INFORMATION:
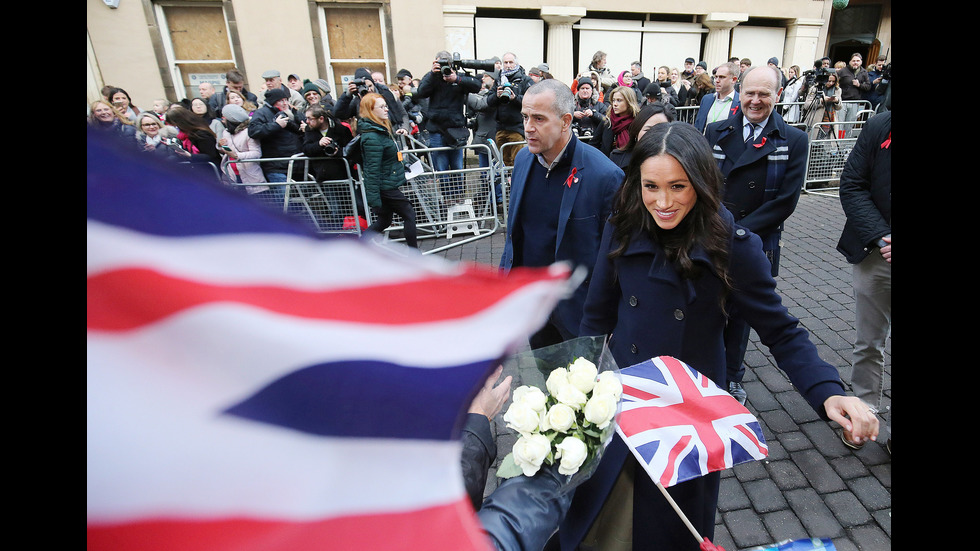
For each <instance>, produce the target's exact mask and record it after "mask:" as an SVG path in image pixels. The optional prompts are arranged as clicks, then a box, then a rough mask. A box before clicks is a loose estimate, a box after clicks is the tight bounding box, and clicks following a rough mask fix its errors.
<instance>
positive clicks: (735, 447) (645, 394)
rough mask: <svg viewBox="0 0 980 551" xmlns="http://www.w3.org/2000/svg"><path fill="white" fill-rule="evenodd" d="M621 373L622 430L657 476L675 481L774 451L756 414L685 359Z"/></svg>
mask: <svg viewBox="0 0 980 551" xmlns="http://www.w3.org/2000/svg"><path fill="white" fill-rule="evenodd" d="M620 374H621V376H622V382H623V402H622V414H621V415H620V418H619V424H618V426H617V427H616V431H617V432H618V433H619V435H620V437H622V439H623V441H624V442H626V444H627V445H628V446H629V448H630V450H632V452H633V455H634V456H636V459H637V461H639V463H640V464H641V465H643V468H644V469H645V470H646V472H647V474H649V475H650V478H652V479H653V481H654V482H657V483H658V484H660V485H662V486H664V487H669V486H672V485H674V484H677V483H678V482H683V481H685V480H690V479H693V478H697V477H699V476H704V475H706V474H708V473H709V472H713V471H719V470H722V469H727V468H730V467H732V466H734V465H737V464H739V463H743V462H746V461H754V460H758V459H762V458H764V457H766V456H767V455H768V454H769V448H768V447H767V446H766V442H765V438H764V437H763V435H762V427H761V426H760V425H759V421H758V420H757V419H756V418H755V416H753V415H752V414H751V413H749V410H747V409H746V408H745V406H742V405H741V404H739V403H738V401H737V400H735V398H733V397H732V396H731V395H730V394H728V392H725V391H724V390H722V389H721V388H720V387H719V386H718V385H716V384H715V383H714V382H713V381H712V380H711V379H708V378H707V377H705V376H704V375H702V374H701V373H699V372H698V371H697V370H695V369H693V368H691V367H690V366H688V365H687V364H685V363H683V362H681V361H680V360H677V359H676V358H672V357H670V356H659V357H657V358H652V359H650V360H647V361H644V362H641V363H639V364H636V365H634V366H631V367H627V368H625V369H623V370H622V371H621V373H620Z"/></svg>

ACTIVITY:
Reproduce the records above character for character, leaving out the picture.

REPLY:
For each <instance>, produce the target's exact mask and record it after "mask:" as an SVG path in image pixels. The optional prompts are arranged as clicks, then a box, then a rough mask. A box before clicks is a loose estimate, a box after clicks is the tight bounding box, and clicks following a rough mask fix its errors.
<instance>
positive clicks: (735, 447) (645, 394)
rough mask: <svg viewBox="0 0 980 551" xmlns="http://www.w3.org/2000/svg"><path fill="white" fill-rule="evenodd" d="M621 373L622 430L657 476L675 481L774 451L756 414L685 359Z"/></svg>
mask: <svg viewBox="0 0 980 551" xmlns="http://www.w3.org/2000/svg"><path fill="white" fill-rule="evenodd" d="M620 374H621V376H622V382H623V402H622V414H621V415H620V418H619V424H618V426H617V427H616V431H617V432H618V433H619V435H620V437H622V439H623V441H624V442H626V444H627V445H628V446H629V448H630V450H632V452H633V455H634V456H636V459H637V461H639V463H640V464H641V465H643V468H644V469H645V470H646V472H647V474H649V475H650V478H652V479H653V481H654V482H657V483H658V484H660V485H662V486H664V487H669V486H672V485H674V484H677V483H678V482H683V481H685V480H690V479H693V478H697V477H699V476H704V475H706V474H708V473H709V472H713V471H719V470H722V469H727V468H730V467H732V466H734V465H737V464H739V463H743V462H746V461H754V460H758V459H762V458H764V457H766V456H767V455H768V454H769V448H768V447H767V446H766V442H765V438H764V437H763V435H762V427H761V426H760V425H759V421H758V420H757V419H756V418H755V416H753V415H752V414H751V413H749V410H747V409H746V408H745V406H742V405H741V404H739V403H738V401H737V400H735V398H733V397H732V396H731V395H730V394H728V392H725V391H724V390H722V389H721V388H720V387H719V386H718V385H716V384H715V383H714V382H713V381H712V380H711V379H708V378H707V377H705V376H704V375H702V374H701V373H699V372H698V371H697V370H695V369H693V368H691V367H690V366H688V365H687V364H685V363H683V362H681V361H680V360H677V359H676V358H672V357H670V356H659V357H657V358H652V359H650V360H647V361H644V362H641V363H639V364H636V365H634V366H631V367H627V368H625V369H623V370H622V371H621V373H620Z"/></svg>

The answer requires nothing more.